== RAW DATA ==
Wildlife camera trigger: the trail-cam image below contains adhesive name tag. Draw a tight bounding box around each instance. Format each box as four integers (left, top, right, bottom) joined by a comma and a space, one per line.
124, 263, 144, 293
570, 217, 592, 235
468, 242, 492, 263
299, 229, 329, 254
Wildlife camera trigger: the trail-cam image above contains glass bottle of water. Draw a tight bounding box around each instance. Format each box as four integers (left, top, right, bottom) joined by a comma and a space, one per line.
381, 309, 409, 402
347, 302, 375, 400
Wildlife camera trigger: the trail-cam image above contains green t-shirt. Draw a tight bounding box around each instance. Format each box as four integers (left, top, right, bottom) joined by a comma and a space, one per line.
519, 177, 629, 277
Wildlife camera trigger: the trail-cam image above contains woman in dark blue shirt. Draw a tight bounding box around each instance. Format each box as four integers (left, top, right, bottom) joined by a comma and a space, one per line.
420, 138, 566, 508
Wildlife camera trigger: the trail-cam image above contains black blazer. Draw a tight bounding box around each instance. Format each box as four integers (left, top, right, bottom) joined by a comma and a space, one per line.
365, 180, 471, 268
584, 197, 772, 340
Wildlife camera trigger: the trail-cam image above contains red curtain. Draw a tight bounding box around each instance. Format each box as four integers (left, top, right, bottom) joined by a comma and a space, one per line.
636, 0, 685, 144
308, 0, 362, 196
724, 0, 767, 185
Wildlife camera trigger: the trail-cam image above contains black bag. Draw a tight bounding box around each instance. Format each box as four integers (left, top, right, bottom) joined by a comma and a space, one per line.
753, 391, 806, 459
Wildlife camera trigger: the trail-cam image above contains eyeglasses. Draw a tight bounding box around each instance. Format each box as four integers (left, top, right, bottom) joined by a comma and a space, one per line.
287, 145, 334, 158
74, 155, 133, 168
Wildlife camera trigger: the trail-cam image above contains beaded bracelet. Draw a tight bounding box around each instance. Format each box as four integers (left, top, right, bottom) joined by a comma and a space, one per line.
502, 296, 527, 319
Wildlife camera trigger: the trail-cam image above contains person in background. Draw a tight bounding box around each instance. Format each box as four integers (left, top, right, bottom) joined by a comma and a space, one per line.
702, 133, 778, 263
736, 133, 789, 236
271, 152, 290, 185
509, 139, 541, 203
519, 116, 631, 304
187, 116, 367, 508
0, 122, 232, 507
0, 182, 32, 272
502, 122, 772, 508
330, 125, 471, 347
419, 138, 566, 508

== GIVEN EXERCISE ==
Format the lines above as a numbered list, leaving out any blank lines.

== COMPLETED TASK ==
1. Wildlife camera trigger: the trail-cam image below contains adhesive name tag. Draw a tight bounding box around each instance. Format each box as four integers (left, top, right, bottom) joined by a comma and a space, one per line.
2. 124, 263, 144, 293
3. 570, 217, 592, 235
4. 468, 242, 492, 263
5. 299, 229, 329, 254
6. Wildlife camera trigger: the trail-cam image above contains glass bottle of water. Draw a tight bounding box around each instance. Format each box as four integers (left, top, right, bottom) joined by a comma and a space, one per line.
7. 381, 309, 409, 402
8. 347, 302, 375, 400
9. Wildlife camera trigger: the trail-cam image above contains green t-shirt. Draw a tight bounding box around each instance. Format each box as four integers (left, top, right, bottom) joined by a comma and a space, one per line.
10. 519, 177, 629, 277
11. Wildlife camera trigger: the trail-cam image above contains woman in dark blue shirt. Draw a tight bounding box around each instance. Format each box as four integers (left, top, right, bottom) joined by a comma and a space, one per line.
12. 420, 138, 566, 508
13. Wildlife camera trigger: the trail-cam image above contains black blazer. Draw a tight bounding box around each instance. Format each box as four integers (left, top, right, bottom) joined by a comma and a space, one per line.
14. 365, 180, 471, 268
15. 584, 197, 772, 340
16. Wildlife camera trigger: the trail-cam image above contains red curtain. Draw a tight bounding box around each instance. Format each box as four integers (left, top, right, bottom) joined by a comma and a space, one per line.
17. 636, 0, 685, 144
18. 308, 0, 362, 196
19. 724, 0, 767, 185
20. Wildlife camera trigger: the trail-cam image above contains black bag. Draw a tight bounding box around each instance. Format each box as four integers (left, top, right, bottom) joined by a comma and a space, one per line.
21. 753, 391, 806, 459
22. Wildlife camera trigger: the trail-cam image above contains eyeglasses. Draw a tight bounding box around each instance. Format each box as four integers (left, top, right, bottom) joined by a comma and a space, one per line.
23. 287, 145, 334, 158
24. 74, 155, 133, 168
25. Wildlife camera trigger: the trail-cam image above contains beaded bracelet. Draw a tight bounding box around each instance. Format each box as four integers (left, top, right, bottom) joined by a comma and a space, one per line.
26. 502, 296, 527, 319
27. Wildlife camera trigger: the trail-cam image above contains person in background. Draw a tight bounding box around each instance. Format each box as four integers (left, top, right, bottom) joined by a comma and a space, one per line.
28. 702, 133, 778, 263
29. 736, 133, 789, 236
30. 271, 152, 290, 185
31. 509, 139, 541, 203
32. 519, 116, 631, 304
33. 187, 116, 367, 508
34. 0, 122, 232, 507
35. 0, 182, 32, 272
36. 502, 122, 772, 508
37. 330, 125, 471, 347
38. 419, 138, 566, 508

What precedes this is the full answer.